**Problem to solve**
Word for word, give the material below again, minus any images.

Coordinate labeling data
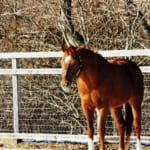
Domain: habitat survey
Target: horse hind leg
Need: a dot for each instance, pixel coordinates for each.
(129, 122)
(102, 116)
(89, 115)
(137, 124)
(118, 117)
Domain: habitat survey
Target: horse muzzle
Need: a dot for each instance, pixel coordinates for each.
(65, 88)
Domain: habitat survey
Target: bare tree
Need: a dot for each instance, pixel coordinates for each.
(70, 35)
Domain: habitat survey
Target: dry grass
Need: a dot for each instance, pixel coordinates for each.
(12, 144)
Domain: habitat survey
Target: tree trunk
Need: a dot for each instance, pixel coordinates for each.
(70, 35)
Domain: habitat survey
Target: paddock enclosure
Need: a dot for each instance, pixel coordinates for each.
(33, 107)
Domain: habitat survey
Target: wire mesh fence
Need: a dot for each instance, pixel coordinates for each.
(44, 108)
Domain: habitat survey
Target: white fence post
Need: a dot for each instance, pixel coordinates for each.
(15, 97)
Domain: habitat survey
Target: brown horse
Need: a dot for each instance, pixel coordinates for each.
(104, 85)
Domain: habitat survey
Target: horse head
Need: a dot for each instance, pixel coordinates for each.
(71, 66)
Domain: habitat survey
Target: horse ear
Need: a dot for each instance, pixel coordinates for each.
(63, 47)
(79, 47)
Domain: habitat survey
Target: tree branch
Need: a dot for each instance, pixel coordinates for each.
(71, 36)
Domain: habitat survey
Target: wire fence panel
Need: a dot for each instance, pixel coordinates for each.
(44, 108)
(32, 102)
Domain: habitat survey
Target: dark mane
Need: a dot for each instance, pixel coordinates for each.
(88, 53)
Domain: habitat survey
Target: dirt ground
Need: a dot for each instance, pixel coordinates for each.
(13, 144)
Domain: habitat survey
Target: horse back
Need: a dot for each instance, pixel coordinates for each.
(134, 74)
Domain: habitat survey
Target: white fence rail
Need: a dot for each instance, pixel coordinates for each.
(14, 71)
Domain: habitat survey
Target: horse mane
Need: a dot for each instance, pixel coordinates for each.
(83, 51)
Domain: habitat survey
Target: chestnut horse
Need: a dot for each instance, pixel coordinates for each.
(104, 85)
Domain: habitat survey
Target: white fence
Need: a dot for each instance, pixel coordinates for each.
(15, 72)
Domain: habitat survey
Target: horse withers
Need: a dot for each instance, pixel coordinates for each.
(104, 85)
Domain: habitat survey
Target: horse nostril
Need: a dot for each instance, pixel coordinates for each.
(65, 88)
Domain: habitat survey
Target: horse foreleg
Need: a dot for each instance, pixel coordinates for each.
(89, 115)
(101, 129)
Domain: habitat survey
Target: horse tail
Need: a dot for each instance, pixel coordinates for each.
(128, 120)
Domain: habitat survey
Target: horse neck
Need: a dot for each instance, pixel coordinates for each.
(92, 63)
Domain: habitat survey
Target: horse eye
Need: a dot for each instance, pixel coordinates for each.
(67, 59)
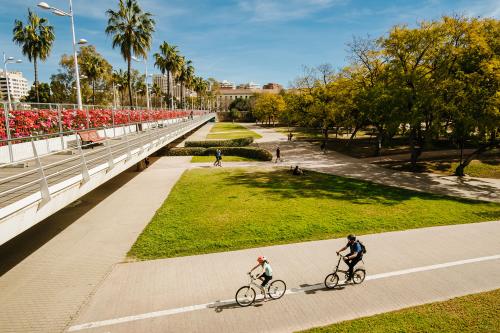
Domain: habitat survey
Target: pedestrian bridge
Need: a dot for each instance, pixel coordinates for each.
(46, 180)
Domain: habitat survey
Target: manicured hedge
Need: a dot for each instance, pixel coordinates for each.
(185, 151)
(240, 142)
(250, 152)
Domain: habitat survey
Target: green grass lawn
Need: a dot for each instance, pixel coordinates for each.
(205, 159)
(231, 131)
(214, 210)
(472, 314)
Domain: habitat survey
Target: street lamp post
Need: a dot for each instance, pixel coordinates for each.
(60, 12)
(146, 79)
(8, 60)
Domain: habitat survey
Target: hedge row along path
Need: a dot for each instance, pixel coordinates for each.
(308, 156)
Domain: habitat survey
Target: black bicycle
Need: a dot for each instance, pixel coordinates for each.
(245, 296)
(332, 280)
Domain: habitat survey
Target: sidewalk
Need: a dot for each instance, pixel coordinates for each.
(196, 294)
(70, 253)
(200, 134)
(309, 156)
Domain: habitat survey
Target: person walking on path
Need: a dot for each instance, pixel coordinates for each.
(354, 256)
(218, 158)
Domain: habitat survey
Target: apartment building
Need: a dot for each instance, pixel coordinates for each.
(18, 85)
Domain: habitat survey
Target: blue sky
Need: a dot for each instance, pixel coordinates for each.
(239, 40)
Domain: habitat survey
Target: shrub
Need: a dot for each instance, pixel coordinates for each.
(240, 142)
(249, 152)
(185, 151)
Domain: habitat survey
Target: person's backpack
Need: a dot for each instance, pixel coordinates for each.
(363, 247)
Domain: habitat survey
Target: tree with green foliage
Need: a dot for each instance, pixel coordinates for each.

**Final result**
Domain: habitat survey
Target: horse hind leg
Need: a dot for each instance, pixel coordinates for each.
(129, 122)
(102, 116)
(89, 115)
(137, 124)
(118, 117)
Domain: habitat survey
Target: horse muzzle
Need: a dot for each instance, pixel coordinates for each.
(65, 88)
Domain: habitat survey
Target: bare tree
Need: a dot for each instance, pixel coordinates for each.
(70, 35)
Domain: habitat survey
Target: dry grass
Need: a dot for each instance, pixel coordinates for each.
(12, 144)
Domain: habitat survey
Target: tree trunk
Need: a dot for each instance, pixel coordinates for each.
(70, 35)
Domain: habitat survey
Target: paddock enclosure
Need: a dot for each instance, pixel coordinates for each.
(33, 107)
Domain: habitat survey
Target: wire mesh fence
Need: a dot for each instance, pixel coordinates for each.
(44, 108)
Domain: habitat survey
Target: white fence post
Need: a dot for each instance, pixel coordinates for each.
(15, 97)
Domain: habitat survey
Target: brown horse
Need: a dot for each instance, pixel coordinates for each.
(104, 85)
Domain: habitat survey
Target: horse head
Need: a dot for each instance, pixel coordinates for each.
(71, 66)
Domain: habitat survey
Target: horse ear
Need: a dot for each instance, pixel coordinates for each.
(63, 47)
(79, 47)
Domain: habitat survey
Target: tree branch
Need: a dot for each instance, pixel coordinates for each.
(71, 36)
Domain: habitat survey
Target: wire fence panel
Need: a dot for each instance, pixel coordinates for each.
(44, 108)
(32, 102)
Domain: habitat survey
Target: dark mane
Need: a dot for each instance, pixel coordinates for each.
(88, 53)
Domain: habitat survey
Target: dirt ground
Need: a dot for each instance, pixel coordinates for each.
(13, 144)
Domain: habitat survey
Target: horse back
Need: a dot for each instance, pixel coordinates for each.
(134, 74)
Domain: habitat survey
Target: white fence rail
Need: a dot for each instance, pixel coordinates for each.
(14, 71)
Domain: habitat survey
Target: horse mane
Need: a dot for each instance, pixel coordinates for each.
(83, 51)
Domain: habitat survey
Target: chestnut horse
Need: a dot for each instance, pixel coordinates for each.
(104, 85)
Domain: habitat survey
Target: white fence
Need: a dot for each instance, pixel coordinates for each.
(15, 72)
Domain: habitat survey
Target: horse withers
Need: a dot for each instance, pixel coordinates for each.
(104, 85)
Domain: habitat survey
Target: horse nostril
Need: a dot for each instance, pixel coordinates for each.
(65, 88)
Domain: habitat survey
Target: horse foreleg
Need: a dot for each instance, pixel coordinates for each.
(89, 115)
(101, 129)
Domain: habitat survey
Target: horse tail
Need: a dot for each instance, pixel coordinates for each.
(128, 120)
Domain: habitat survey
Target: horse neck
Need: a dot for each instance, pixel coordinates for each.
(92, 63)
Domain: habitat survey
Target: horse eye
Need: a dot for each instance, pixel coordinates for each.
(67, 59)
Domain: habitat survey
Target: pedestrian bridge
Need: a dot for each instance, pixel coordinates for each.
(46, 180)
Domain: habitat survey
Target: manicured hedge
Need: a dot for each instance, pixel coordinates for each.
(185, 151)
(240, 142)
(250, 152)
Domain: habitat survey
Target: green grass lawn
Need: a dot for each instance, pixel coordinates for each.
(205, 159)
(231, 131)
(214, 210)
(472, 314)
Domain: habitat survey
Target: street lamp post
Need: a dot for each instance, pixel coordinates for each.
(60, 12)
(146, 79)
(8, 60)
Domain: habitat survey
Target: hedge row along path
Need: a dot for each instance, pixel coordinates for each.
(308, 156)
Domain: habitat survey
Target: black bicycle
Need: a dot for each instance, pixel coordinates for each.
(245, 296)
(332, 280)
Domain: habitat survey
Target: sidewalk
Need: a dot for each instance, pixel coordinates for each.
(196, 294)
(70, 253)
(200, 134)
(309, 156)
Domain: habitat survey
Target: person walking on path
Need: a dot for each instance, pixel coordinates for each.
(354, 256)
(218, 158)
Domain: habitat survey
Target: apartment building
Need: a dot for each instance, pixel coordinates for each.
(18, 85)
Domain: habitat survey
Target: blue sky
Need: a dot for each instance, pixel coordinates for each.
(239, 40)
Domain: habitat survey
Target: shrub
Need: a dot for each instance, pixel coordinates for each.
(240, 142)
(249, 152)
(185, 151)
Domain: habitat survey
Target: person's backpack
Need: a dot for each instance, pixel coordinates for each.
(363, 247)
Domain: habitat survey
Target: tree with green foliage
Need: a dot for each instance, pixel coordinates for each.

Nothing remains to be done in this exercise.